• **Given instruction A**: Restate as a concise bulleted list the paragraph of the fracture heat-transfer model text that begins "The model material properties are defined," retaining its principal facts.

• **Document extract**:
------------------------------
The model material properties are defined as granite, which has a density of 2620 kg/m³, a specific heat capacity of 757 J/(kg·K) and a heat conductivity of 2.784 W/(m·K) [19]. Due to the extremely low porosity of the granite, the rock matrix is assumed to be impermeable, ensuring that there was no-flow and no-slip on its two inner wall surfaces. The outer wall was maintained as a constant temperature of 373.15 K, with the fluid–solid-coupled heat transfer interface taken into account for the inner surfaces, while the other wall surfaces were adiabatic. The water flow was considered to have no filtration loss through the wall of the fracture. Given that fluid properties, including density, dynamic viscosity, specific heat capacity, and thermal conductivity coefficient, vary with temperature, especially within the wide range of temperatures found in deep reservoirs, these properties of water were considered temperature-dependent (Figure 4). For each simulation case, the temperature of the fluid at the fracture inlet was set to 313.15 K, and the transient average outlet temperatures for the water were recorded as T_out. The outlet boundary of the water was free outflow, while the environment pressure of the fracture was subject to a fixed boundary of 30 MPa. The nominal velocities for working fluid within different fractures were 0.05 m/s.
------------------------------
(A run of records)
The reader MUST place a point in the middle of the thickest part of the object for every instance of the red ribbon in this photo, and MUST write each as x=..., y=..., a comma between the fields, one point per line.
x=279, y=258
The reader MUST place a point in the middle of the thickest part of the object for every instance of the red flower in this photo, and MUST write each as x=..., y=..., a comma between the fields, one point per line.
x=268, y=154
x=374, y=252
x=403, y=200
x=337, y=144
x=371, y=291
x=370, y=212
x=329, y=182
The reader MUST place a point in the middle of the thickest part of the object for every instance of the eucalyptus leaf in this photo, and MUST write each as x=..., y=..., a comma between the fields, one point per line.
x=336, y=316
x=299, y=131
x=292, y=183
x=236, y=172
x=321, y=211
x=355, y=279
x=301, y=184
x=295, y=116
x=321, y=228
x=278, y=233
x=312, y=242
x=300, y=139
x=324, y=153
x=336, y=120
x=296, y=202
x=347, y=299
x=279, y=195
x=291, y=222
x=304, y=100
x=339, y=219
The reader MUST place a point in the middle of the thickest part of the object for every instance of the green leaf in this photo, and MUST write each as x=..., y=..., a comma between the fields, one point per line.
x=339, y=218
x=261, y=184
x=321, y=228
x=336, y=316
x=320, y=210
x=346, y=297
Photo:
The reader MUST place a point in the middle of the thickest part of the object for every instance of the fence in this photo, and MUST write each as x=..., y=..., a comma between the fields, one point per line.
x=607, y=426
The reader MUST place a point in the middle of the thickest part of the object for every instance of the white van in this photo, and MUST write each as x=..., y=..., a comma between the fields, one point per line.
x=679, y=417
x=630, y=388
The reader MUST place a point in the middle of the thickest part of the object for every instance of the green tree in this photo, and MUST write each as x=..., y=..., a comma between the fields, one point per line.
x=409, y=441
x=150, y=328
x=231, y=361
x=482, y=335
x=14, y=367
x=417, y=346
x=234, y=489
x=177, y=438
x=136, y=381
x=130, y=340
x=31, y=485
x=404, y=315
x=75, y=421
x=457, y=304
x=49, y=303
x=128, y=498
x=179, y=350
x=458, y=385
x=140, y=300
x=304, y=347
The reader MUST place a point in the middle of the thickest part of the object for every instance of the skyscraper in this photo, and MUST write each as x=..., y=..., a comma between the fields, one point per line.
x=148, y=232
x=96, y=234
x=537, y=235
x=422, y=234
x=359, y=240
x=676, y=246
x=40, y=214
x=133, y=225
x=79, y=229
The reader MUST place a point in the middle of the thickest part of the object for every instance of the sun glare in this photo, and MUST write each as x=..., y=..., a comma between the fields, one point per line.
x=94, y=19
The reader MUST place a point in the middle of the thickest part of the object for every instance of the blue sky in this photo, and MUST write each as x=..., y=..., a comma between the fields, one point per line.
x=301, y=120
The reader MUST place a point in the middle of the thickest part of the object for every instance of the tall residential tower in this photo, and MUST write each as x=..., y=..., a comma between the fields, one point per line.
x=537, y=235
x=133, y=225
------------------------------
• **Given instruction B**: Reproduce the listing from the line with "of the skyscraper" to the line with "x=79, y=229", replacing "skyscraper" with "high-rise building" and leaving everything else unchanged.

• **Full response A**:
- Rock material: granite, with a density of 2620 kg/m³, a specific heat capacity of 757 J/(kg·K) and a heat conductivity of 2.784 W/(m·K).
- The rock matrix is treated as impermeable because of its extremely low porosity, giving no-flow and no-slip conditions on its two inner wall surfaces.
- The outer wall is held at a constant 373.15 K. The inner surfaces use a fluid–solid-coupled heat transfer interface, and the remaining wall surfaces are adiabatic.
- Water is assumed to suffer no filtration loss through the fracture wall.
- The density, dynamic viscosity, specific heat capacity and thermal conductivity of the water are temperature-dependent.
- The fluid inlet temperature is 313.15 K, and the transient average outlet temperature is recorded as T_out.
- The outlet is free outflow, and the fracture's environment pressure is fixed at 30 MPa.
- The nominal working-fluid velocity in every fracture is 0.05 m/s.

• **Full response B**:
The reader MUST place a point in the middle of the thickest part of the object for every instance of the high-rise building in this photo, and MUST write each as x=..., y=..., a comma between the fields, one point per line.
x=148, y=232
x=96, y=234
x=537, y=235
x=422, y=234
x=359, y=240
x=676, y=246
x=40, y=214
x=133, y=225
x=79, y=229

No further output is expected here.